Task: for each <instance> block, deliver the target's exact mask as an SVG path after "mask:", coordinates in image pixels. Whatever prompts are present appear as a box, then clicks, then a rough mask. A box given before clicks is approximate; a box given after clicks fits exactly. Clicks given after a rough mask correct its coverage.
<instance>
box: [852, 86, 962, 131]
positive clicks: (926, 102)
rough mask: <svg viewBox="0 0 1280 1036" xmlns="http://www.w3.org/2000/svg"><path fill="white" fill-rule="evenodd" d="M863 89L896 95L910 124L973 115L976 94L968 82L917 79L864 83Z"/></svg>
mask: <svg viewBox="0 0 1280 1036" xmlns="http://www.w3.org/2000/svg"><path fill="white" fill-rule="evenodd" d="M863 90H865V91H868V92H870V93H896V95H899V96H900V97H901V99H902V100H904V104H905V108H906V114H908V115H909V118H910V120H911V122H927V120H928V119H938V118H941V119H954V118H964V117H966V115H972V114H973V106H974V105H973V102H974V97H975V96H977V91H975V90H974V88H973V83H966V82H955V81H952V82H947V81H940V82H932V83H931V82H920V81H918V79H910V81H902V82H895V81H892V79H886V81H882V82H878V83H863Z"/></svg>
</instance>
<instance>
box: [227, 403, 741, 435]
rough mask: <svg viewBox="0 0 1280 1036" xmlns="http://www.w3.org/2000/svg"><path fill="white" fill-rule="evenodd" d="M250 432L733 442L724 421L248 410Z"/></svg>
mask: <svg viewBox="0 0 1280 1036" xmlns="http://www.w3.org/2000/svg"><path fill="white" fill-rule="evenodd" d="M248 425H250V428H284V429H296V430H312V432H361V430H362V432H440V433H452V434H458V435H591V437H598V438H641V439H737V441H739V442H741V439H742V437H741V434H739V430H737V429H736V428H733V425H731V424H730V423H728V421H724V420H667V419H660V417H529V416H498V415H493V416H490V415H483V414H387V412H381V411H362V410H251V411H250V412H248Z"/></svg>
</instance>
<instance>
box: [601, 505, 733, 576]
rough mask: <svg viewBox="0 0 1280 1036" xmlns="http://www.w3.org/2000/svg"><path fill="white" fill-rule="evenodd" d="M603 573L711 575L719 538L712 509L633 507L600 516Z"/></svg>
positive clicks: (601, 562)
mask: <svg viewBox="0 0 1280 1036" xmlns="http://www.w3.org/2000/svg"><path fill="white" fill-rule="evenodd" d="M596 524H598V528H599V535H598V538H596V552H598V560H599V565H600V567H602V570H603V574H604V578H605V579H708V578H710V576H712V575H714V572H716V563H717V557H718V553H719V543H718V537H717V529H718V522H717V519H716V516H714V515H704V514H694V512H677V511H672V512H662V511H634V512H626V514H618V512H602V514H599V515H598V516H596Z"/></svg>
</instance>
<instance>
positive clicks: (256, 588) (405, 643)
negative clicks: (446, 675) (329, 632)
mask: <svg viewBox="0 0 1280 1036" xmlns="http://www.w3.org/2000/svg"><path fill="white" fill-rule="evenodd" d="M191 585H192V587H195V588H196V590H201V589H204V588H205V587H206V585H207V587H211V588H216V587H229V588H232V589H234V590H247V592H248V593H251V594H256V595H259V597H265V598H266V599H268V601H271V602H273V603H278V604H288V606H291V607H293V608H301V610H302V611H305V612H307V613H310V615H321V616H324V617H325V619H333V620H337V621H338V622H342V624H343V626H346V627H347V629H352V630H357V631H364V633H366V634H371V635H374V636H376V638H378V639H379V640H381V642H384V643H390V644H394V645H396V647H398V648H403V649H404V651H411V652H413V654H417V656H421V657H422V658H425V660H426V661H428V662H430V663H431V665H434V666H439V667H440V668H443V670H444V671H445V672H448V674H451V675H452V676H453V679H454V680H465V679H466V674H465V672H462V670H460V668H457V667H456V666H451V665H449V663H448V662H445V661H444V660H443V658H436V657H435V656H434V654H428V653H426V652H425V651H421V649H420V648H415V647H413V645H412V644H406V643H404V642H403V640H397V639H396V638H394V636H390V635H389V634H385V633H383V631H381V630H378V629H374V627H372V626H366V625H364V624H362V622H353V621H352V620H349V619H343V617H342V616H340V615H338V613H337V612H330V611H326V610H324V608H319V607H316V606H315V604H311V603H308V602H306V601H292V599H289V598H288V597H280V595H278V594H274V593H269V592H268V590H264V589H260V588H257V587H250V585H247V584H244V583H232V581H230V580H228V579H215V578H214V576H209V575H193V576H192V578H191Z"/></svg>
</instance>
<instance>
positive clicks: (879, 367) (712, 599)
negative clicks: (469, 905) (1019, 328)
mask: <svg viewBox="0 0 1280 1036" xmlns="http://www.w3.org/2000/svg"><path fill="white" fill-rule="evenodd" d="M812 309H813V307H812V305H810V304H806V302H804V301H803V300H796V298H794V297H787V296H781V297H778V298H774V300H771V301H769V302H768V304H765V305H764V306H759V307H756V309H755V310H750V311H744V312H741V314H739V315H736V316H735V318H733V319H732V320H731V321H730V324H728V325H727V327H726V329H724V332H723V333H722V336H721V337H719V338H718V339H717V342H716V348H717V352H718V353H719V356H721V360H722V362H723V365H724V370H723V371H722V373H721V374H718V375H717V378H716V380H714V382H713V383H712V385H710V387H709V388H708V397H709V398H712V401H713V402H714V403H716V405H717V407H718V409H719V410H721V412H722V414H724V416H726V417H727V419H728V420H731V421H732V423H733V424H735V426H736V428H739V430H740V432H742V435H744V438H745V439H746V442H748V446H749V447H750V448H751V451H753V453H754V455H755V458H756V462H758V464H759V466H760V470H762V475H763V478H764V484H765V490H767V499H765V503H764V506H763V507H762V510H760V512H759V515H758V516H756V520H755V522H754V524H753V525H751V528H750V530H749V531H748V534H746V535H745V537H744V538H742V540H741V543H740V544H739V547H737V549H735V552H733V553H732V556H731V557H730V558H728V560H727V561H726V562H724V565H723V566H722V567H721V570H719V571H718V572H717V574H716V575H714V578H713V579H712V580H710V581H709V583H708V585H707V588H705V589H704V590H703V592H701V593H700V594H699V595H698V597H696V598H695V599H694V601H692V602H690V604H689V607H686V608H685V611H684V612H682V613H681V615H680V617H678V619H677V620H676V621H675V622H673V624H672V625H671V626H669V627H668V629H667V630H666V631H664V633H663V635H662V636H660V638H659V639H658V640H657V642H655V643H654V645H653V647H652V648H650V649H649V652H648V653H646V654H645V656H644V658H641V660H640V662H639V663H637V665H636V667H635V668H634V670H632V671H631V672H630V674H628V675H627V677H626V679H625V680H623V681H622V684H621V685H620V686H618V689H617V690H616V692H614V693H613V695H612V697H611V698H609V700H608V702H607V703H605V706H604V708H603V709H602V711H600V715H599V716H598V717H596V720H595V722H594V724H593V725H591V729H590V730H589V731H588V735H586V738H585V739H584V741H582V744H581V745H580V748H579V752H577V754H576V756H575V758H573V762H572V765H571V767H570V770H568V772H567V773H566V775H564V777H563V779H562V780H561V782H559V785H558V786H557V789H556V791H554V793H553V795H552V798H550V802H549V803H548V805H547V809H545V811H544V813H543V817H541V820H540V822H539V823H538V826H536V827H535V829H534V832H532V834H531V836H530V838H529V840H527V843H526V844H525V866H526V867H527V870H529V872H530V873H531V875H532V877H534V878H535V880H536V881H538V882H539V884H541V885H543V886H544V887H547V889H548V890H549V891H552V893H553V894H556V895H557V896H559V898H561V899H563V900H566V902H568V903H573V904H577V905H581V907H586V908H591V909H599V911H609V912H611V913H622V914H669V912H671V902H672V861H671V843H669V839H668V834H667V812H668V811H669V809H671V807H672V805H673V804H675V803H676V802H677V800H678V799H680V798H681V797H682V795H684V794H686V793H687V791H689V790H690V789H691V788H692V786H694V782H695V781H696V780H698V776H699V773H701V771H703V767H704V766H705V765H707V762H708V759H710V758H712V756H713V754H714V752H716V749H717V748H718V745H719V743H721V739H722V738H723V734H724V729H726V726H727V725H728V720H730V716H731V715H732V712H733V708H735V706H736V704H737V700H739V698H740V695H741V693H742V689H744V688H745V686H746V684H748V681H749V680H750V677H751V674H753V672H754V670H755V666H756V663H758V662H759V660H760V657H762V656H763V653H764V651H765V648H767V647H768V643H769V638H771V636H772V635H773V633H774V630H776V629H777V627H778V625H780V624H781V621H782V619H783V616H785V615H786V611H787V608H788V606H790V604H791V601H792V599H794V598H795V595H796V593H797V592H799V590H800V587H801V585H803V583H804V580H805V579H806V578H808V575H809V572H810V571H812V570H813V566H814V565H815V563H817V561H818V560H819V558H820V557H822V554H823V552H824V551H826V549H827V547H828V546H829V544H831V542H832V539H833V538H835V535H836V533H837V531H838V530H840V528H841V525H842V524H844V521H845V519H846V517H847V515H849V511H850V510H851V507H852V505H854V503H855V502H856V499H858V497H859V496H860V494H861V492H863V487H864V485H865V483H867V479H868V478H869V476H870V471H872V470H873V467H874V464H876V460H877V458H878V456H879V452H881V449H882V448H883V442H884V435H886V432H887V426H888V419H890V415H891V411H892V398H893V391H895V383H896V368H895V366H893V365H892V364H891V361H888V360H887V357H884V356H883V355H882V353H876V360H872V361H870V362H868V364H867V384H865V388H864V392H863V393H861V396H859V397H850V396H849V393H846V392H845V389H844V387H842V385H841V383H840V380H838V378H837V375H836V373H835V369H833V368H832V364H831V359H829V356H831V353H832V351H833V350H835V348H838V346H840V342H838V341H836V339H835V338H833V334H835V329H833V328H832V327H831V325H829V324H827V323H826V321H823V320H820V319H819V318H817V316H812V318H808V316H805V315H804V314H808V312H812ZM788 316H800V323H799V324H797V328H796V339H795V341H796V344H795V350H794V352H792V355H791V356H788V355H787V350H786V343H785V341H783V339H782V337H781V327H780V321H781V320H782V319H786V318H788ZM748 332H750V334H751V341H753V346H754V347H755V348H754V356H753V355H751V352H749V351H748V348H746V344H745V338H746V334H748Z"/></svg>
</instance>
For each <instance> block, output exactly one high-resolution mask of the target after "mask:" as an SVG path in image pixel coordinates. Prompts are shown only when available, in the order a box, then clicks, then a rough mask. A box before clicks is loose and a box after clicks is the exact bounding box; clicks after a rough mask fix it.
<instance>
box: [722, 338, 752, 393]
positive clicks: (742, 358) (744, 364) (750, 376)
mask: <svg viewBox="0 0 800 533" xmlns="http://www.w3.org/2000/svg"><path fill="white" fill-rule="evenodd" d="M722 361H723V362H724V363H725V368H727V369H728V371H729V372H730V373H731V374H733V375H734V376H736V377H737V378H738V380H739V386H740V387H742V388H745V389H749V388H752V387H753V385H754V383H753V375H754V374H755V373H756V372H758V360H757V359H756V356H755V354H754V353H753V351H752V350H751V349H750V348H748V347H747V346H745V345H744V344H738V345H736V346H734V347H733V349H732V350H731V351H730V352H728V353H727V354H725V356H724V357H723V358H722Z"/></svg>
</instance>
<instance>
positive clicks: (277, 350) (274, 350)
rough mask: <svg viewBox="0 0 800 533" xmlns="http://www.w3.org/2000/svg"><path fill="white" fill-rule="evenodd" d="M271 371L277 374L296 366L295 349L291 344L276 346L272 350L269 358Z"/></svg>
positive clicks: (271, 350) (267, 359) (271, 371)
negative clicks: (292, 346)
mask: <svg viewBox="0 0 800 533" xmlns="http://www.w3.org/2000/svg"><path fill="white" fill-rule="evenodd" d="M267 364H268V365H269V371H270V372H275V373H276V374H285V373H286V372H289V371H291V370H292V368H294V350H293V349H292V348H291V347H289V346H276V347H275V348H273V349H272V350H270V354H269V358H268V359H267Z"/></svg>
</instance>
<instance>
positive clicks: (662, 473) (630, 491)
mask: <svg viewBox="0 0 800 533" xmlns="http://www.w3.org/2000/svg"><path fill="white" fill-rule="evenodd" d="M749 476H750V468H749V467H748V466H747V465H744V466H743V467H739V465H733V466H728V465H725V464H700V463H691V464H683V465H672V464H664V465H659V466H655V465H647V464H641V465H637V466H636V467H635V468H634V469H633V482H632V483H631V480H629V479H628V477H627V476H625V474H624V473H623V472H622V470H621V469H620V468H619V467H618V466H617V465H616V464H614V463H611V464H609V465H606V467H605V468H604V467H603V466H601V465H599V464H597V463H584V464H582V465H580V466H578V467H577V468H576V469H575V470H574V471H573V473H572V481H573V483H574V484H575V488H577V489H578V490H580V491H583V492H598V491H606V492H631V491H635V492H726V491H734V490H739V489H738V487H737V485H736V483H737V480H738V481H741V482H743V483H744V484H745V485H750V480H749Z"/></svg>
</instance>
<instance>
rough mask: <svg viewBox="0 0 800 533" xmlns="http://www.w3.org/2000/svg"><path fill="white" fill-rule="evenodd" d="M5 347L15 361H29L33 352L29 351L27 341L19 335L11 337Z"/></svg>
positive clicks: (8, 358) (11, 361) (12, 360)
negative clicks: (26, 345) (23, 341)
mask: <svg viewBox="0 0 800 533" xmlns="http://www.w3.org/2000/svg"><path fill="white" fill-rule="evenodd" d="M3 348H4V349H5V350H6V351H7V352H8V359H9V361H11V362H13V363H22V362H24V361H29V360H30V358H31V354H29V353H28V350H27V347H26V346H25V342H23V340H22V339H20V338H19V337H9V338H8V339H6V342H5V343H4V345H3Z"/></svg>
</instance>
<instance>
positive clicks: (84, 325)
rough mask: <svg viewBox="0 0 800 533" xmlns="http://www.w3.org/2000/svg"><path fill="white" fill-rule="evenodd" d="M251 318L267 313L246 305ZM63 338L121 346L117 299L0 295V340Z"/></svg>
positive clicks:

* [INSTRUCTIONS FOR THE TASK]: Among the entries above, copy exactly only the lines starting with the one containing "positive clicks: (601, 562)" and going through the one containing "positive clicks: (256, 588) (405, 643)", both ends included.

* [EXPECTED ANSWER]:
positive clicks: (601, 562)
mask: <svg viewBox="0 0 1280 1036" xmlns="http://www.w3.org/2000/svg"><path fill="white" fill-rule="evenodd" d="M596 524H598V528H599V535H598V538H596V552H598V560H599V565H600V567H602V570H603V574H604V578H605V579H708V578H710V576H712V575H714V572H716V563H717V557H718V553H719V543H718V537H717V529H718V522H717V519H716V516H714V515H704V514H694V512H677V511H672V512H662V511H634V512H626V514H618V512H602V514H599V515H598V516H596Z"/></svg>
</instance>
<instance>
positive clicks: (256, 588) (405, 643)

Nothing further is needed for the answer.